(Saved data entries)
○ ○ ○ ○ ○

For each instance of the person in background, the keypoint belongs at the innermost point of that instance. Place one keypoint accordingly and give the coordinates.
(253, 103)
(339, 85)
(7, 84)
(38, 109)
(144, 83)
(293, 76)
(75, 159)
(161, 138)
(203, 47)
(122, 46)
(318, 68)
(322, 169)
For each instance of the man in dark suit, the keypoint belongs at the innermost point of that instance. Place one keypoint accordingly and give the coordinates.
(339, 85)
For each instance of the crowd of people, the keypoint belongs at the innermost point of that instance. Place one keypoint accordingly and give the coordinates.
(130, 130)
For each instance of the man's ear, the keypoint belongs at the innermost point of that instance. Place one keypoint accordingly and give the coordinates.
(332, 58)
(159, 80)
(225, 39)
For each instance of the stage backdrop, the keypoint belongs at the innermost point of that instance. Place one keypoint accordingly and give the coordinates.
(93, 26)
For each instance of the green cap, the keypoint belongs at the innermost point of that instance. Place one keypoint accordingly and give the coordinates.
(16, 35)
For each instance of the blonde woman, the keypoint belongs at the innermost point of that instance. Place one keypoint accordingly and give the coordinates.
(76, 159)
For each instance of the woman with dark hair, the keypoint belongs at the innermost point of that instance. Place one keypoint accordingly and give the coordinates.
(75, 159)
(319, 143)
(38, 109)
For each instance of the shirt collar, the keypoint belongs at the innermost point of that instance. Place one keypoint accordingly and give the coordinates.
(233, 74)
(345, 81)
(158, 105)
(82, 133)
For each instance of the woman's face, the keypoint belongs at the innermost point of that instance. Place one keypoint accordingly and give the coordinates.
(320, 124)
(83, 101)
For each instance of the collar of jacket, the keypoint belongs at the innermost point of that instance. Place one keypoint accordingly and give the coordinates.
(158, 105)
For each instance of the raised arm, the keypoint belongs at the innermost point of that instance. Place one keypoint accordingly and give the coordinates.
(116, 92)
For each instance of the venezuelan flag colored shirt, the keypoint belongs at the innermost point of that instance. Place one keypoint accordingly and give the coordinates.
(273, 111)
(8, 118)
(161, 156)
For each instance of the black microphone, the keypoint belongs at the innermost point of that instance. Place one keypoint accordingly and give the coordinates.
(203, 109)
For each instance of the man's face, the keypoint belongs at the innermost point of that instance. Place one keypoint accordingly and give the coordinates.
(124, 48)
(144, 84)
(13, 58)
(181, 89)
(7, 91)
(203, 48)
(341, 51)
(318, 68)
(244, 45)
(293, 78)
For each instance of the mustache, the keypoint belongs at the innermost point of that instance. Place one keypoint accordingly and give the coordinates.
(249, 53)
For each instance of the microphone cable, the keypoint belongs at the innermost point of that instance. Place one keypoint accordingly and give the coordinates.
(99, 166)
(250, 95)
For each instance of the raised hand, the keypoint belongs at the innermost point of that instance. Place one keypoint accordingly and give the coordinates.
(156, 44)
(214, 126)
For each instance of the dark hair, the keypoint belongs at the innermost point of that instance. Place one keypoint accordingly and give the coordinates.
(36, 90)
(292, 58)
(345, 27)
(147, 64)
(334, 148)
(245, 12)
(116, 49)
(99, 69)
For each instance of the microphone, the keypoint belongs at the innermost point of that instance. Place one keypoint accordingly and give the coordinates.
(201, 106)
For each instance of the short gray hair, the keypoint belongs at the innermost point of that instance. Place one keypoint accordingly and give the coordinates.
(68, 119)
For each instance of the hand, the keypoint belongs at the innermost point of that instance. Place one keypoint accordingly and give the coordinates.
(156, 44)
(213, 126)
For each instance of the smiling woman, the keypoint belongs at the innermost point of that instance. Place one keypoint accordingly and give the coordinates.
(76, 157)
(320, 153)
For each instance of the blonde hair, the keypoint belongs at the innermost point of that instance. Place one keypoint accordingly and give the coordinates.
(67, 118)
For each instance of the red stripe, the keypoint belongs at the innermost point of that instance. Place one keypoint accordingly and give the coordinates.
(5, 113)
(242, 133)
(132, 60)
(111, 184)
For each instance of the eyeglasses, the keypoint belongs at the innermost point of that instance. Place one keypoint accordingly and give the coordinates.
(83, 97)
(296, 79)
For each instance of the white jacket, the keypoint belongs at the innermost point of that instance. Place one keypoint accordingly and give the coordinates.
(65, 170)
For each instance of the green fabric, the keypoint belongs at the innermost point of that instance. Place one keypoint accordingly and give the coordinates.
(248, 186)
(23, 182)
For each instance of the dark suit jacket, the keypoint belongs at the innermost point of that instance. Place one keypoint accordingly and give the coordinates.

○ ○ ○ ○ ○

* Exercise requirements
Through the last line of the entries above, beginning at the line containing "For each instance of the short", transcribe each line exactly, both ends included and nothing more.

* Solution to this exercise
For each instance of the short gray hair, the keypoint belongs at the innermost point of that instance. Place one keypoint accordingly and give the coordinates.
(68, 119)
For each instance of the hand, the keypoint belongs at the innermost point of that instance. Place one keypoint accordingly and give the coordinates.
(156, 44)
(213, 126)
For each instance of the smiling woman, the keypoint belongs at the innermost point of that instance. Place one keypoint accordingly and give the coordinates.
(76, 157)
(320, 153)
For each instance of the blonde hair, the keypoint belongs at the innermost point of that instance. Place one keypoint accordingly and give the coordinates.
(67, 118)
For each instance of the red stripe, the keypoint belongs at the innermost point of that instance. Place one keypoint accordingly and give the coordinates.
(5, 113)
(242, 133)
(132, 60)
(111, 184)
For each instance of the eyeglasses, the keypoint belongs at the innermost point of that instance. Place one keypoint accordingly and give the coordinates.
(83, 97)
(296, 79)
For each instance of the white jacket, the keypoint belongs at the innermost point of that instance. Place one keypoint accordingly and give the coordinates.
(65, 170)
For each instance of the green fabric, the keypoint belongs at the innermost point of that instance. Place one keypoint accordingly and give the coordinates.
(248, 186)
(23, 182)
For each instance of the dark suit jacket, the keypoint belongs at the innermost point of that instance. Place one keypoint accordingly and give the coordinates.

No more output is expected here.